EXTRACT TO READ:
## Setup

In [1]:
# Import required modules.
import os
import cv2
import numpy as np
import tensorflow.compat.v1 as tf1
import tensorflow as tf2
import tabulate
from pathlib import Path
from tqdm import tqdm
from pydnet.data import KITTI
from pydnet.models import Pydnet
from IPython.display import HTML, display


# Path to KITTI dataset.
KITTI_PATH = Path("../")\
    / "data"\
    / "mount"\
    / "KITTI"\
    / "raw_data"

# Path to dataset slice index.
SLICE_PATH = Path("../")\
    / "data"\
    / "slices"\
    / "test_files.txt"

# Path to ground truth file.
GROUND_PATH = Path("../")\
    / "data"\
    / "slices"\
    / "depths.npz"

# Path to PyDnet pretrained checkpoint.
CHECK_PATH = Path("../")\
    / "data"\
    / "checkpoint"\
    / "pydnet"\
    / "pydnet"

# Path to output.
DEST_PATH = Path("../")\
    / "reports"\
    / "evaluation"\
    / "KITTI"

# Maximum depth value.
MAX_DEPTH = 80.0


# Disable Tensorflow warning messages.
os.environ["TF_CPP_MIN_LOG_LEVEL"] = "2" 

# Run Tensorflow in earger mode.

WHAT TO WORK ON:
1/ Summarize the setup code above in two sentences.
2/ In the setup code above, what value is assigned as the maximum depth?
3/ Reproduce the setup code above from "# Path to PyDnet" up to and including "Maximum depth value.".

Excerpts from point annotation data
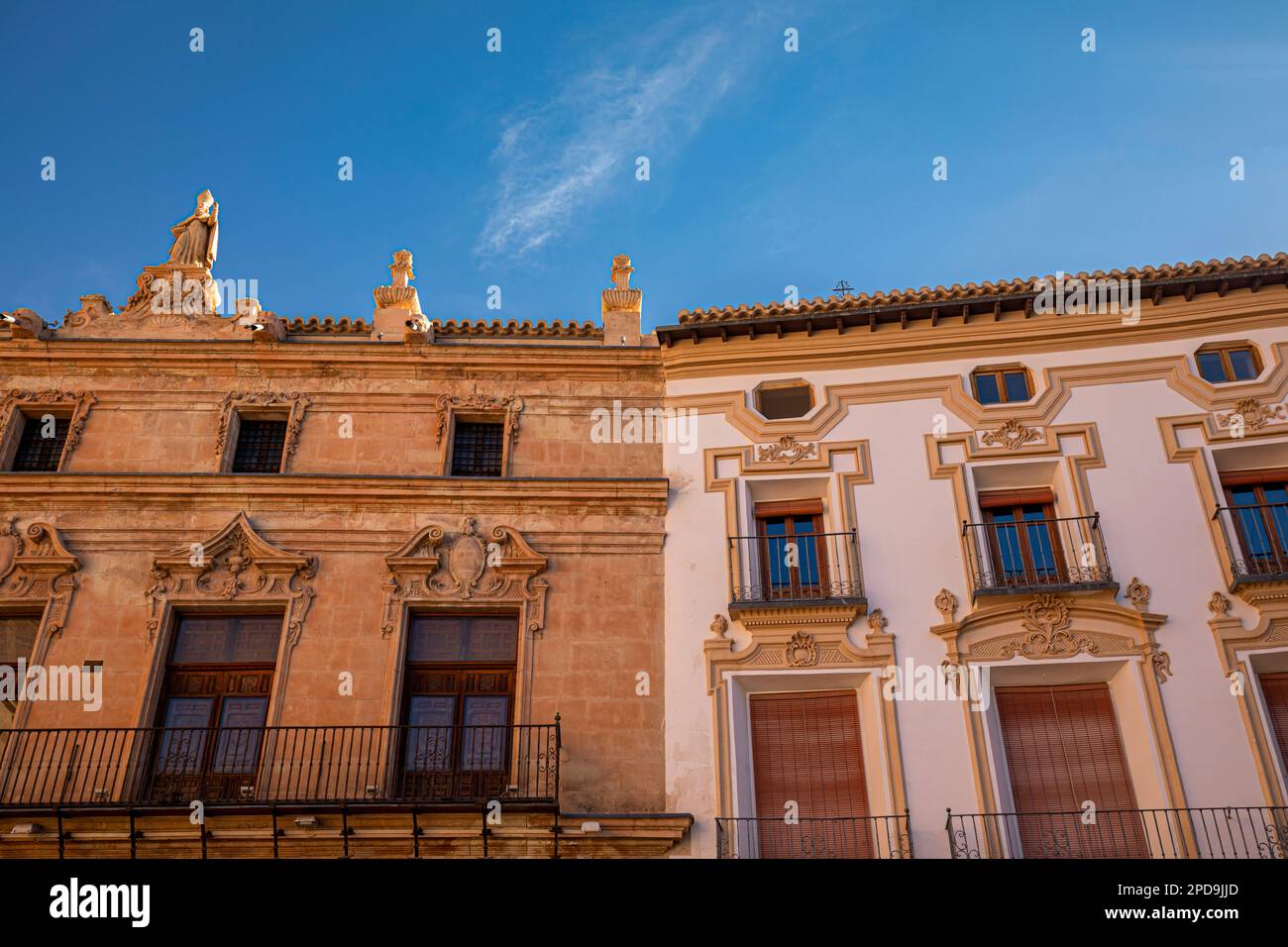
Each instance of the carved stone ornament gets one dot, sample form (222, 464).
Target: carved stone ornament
(786, 450)
(1047, 621)
(802, 651)
(42, 402)
(947, 604)
(1219, 604)
(1254, 414)
(37, 569)
(236, 566)
(1138, 594)
(511, 406)
(294, 402)
(434, 567)
(1012, 436)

TASK-BY-TASK ANSWERS:
1/ The setup code imports required modules, including TensorFlow, OpenCV, NumPy, and PyDnet's KITTI data and model classes. It then defines paths to the KITTI dataset, the dataset slice index, the ground truth file, the PyDnet pretrained checkpoint, and the output location, sets the maximum depth value to 80.0, and disables TensorFlow warning messages.

2/ The maximum depth value is 80.0.

3/
# Path to PyDnet pretrained checkpoint.
CHECK_PATH = Path("../")\
    / "data"\
    / "checkpoint"\
    / "pydnet"\
    / "pydnet"

# Path to output.
DEST_PATH = Path("../")\
    / "reports"\
    / "evaluation"\
    / "KITTI"

# Maximum depth value.